# What you will do:
[1] Can you set down the part of the Patriot Act excerpt below that runs between "The provisions of" and "are outlined below.", inclusive, copied word for word?
[2] Do these statements agree with the Patriot Act excerpt below? (a) The Patriot Act is officially documented as HR3162. (b) Under Section 215, a FISA judge may reject an investigator's proposal. (c) The Foreign Intelligence Surveillance Act of 1978 let the intelligence community conduct warrantless surveillance for any purpose. Answer yes or no for each, quoting the words of the excerpt that decide it.

══ Document excerpt ══

The Patriot Act, officially documented as HR3162, has been the focus of a large amount of controversy since it was passed shortly after the attacks on the World Trade Center and the Pentagon on September 11 2001. It is both a focal point and side reference of many conspiracy theories dealing with secretive government activity, and is considered by many to be a large step in the creation of a police state.

Contents

What

Due to the amount of negative media attention the Patriot Act has received in the years since it was signed into law, many citizens feel that it is unconstitutional, but most have not actually read the legislation for themselves, thus are ignorant of the extensive power it grants the federal government.

The law - as it was initially designed - gives extra authorization to both the intelligence community and law enforcement personnel, foreign-based and domestic.

The provisions of the Patriot Act permit monitoring and interception of e-mail, warrantless searches, increased surveillance, the ability to conduct phone and internet taps with less judicial scrutiny, and the ability for the Secretary of State to designate foreign and domestic groups as terrorist organizations, and deport suspected terrorists. The Patriot Act also allows law enforcement to detain suspected terrorists who are non-U.S. citizens for longer periods of time without providing them their right to due process.

These heightened powers are granted under a handful of the many sections within the Patriot Act, these seven are outlined below.

Section 215

Section 215 modifies the rules on records searches, allowing third-party holders of every citizen's financial, library, travel, video rental, phone, medical, church, synagogue, and mosque records can be searched without their knowledge or consent. The only requirement investigating parties must meet is to cite they are investigating terrorism.

Before this was passed into law, the above actions were still possible, but investigators were required to present probable cause to a judge and obtain a search warrant, as outlined under the Fourth Amendment to the Constitution. Under the Foreign Intelligence Surveillance Act (FISA) Act of 1978, the intelligence community were granted the right to conduct warrantless surveillance but only in the pursuit of foreign intelligence gathering.

Now, investigators need only inform a FISA judge, without evidence or probable cause, that the search protects against terrorism. The judge cannot reject the proposal. Also, the target of a search doesn't have to be a terror suspect themself, so long as the government's purpose is cited as "an authorized investigation to protect against international terrorism."

═══
══ Information shown ══

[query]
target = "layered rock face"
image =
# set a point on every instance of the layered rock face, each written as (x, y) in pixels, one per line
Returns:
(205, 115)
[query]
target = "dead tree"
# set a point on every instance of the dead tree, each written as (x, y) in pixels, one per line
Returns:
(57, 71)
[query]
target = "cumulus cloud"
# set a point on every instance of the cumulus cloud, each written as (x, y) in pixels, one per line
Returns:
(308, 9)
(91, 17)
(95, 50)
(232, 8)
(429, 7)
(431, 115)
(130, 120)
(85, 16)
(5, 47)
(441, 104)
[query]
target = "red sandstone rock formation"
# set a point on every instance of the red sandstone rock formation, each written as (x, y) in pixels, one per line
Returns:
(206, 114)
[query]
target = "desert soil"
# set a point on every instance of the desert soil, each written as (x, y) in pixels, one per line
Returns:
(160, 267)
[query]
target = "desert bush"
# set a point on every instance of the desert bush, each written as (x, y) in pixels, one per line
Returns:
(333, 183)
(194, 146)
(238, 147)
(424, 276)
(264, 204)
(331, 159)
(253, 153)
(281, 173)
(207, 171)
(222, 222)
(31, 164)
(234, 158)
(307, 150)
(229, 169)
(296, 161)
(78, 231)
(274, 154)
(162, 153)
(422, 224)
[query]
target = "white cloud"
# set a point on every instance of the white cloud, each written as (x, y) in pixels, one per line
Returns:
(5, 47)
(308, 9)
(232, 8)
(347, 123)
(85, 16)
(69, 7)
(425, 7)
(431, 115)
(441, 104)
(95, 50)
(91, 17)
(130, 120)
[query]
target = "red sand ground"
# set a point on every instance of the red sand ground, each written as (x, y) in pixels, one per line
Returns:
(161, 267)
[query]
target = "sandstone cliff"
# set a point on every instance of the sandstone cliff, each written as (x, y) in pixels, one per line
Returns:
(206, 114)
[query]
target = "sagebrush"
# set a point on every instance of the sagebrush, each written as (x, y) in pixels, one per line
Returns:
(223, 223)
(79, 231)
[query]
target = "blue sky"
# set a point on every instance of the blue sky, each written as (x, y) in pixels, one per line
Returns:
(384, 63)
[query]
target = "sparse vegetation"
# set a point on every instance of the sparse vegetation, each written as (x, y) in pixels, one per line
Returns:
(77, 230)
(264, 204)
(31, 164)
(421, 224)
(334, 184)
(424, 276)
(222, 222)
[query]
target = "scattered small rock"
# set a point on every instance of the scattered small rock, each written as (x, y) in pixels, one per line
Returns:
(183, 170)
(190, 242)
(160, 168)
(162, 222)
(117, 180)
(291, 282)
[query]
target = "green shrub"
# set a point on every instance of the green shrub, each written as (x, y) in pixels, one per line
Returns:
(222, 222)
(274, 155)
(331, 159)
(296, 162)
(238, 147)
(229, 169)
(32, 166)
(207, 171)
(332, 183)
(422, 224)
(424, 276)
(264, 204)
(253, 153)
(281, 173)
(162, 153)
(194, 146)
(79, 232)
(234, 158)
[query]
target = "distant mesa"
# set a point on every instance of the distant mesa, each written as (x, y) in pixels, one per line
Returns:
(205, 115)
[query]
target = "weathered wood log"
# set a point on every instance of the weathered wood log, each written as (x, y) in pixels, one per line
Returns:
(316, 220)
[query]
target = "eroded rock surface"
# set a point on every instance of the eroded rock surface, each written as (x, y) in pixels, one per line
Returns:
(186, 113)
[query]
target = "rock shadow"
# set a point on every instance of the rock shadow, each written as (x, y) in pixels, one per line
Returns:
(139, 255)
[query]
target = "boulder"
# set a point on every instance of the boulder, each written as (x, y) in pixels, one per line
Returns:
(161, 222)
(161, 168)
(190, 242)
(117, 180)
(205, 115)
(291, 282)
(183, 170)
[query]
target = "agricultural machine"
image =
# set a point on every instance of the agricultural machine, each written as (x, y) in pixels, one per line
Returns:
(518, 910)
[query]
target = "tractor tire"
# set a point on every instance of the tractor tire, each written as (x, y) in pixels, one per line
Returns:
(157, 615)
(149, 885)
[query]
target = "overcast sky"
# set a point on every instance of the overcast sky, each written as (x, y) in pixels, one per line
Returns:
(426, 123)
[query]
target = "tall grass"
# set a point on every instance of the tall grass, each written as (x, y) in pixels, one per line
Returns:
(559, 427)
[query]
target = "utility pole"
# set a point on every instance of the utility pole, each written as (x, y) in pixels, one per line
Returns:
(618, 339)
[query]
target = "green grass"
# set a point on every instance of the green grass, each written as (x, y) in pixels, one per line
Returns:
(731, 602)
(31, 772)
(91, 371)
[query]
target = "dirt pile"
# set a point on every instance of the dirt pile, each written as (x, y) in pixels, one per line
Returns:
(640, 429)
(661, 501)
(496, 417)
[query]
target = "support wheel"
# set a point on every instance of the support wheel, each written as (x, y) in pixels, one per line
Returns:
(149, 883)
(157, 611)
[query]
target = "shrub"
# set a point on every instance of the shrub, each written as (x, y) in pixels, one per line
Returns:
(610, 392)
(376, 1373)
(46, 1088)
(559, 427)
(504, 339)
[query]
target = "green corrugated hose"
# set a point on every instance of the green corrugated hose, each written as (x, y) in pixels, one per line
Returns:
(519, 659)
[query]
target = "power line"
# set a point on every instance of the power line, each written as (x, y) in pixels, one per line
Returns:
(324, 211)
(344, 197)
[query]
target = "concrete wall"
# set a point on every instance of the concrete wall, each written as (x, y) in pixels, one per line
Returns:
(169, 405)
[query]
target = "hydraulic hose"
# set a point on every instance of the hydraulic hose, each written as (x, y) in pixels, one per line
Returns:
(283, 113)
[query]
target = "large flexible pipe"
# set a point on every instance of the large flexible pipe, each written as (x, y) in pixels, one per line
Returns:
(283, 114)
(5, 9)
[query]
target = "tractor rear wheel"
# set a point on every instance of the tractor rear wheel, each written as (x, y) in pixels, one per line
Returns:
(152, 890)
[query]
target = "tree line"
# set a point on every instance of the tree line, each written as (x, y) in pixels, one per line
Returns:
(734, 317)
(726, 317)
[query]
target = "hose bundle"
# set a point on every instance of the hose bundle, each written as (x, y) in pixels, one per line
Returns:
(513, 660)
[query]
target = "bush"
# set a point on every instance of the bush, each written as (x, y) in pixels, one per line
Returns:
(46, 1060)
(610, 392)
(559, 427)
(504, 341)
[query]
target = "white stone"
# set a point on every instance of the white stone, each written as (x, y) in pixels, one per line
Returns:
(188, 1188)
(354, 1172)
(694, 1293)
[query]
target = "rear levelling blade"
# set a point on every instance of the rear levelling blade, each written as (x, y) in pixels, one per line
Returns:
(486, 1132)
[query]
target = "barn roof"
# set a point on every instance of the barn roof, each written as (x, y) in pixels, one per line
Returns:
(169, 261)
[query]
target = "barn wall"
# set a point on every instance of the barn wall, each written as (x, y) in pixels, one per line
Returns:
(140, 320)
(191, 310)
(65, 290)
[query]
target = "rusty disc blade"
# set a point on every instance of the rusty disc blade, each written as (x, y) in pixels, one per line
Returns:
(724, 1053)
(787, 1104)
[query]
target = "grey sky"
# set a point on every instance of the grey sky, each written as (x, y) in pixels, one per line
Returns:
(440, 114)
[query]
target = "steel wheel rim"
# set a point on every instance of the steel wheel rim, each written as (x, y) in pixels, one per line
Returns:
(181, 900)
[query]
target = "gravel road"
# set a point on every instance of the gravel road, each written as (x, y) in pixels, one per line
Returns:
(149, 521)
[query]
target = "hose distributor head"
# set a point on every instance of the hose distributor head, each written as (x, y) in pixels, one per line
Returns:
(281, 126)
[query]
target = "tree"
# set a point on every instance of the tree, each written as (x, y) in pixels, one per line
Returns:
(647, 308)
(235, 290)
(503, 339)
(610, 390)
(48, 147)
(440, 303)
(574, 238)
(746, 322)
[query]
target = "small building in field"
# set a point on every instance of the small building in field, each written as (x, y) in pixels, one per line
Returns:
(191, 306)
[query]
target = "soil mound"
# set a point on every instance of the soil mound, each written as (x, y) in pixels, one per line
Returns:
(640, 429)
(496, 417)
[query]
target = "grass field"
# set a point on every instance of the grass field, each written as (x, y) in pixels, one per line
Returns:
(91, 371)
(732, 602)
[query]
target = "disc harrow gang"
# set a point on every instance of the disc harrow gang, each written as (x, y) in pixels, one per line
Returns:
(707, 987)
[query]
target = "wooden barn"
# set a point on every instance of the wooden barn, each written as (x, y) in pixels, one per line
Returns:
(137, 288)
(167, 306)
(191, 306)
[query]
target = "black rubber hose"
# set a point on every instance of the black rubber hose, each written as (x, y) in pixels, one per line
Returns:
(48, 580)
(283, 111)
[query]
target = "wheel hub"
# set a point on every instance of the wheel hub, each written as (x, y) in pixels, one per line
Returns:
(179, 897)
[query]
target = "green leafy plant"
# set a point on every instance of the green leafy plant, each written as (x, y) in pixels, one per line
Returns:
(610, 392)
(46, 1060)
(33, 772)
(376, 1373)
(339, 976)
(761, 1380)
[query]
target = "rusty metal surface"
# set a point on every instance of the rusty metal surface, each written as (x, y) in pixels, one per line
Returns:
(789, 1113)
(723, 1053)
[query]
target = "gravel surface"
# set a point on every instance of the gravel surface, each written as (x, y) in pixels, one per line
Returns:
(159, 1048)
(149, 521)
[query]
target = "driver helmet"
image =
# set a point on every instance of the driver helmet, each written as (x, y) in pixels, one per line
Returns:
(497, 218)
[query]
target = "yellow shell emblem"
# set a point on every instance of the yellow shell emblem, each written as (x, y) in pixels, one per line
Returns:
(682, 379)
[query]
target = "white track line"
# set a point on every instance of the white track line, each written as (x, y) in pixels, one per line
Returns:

═══

# Solutions to the tasks:
[1]
The provisions of the Patriot Act permit monitoring and interception of e-mail, warrantless searches, increased surveillance, the ability to conduct phone and internet taps with less judicial scrutiny, and the ability for the Secretary of State to designate foreign and domestic groups as terrorist organizations, and deport suspected terrorists. The Patriot Act also allows law enforcement to detain suspected terrorists who are non-U.S. citizens for longer periods of time without providing them their right to due process.

These heightened powers are granted under a handful of the many sections within the Patriot Act, these seven are outlined below.

[2]
(a) Yes: "officially documented as HR3162"
(b) No: "The judge cannot reject the proposal."
(c) No: "but only in the pursuit of foreign intelligence gathering"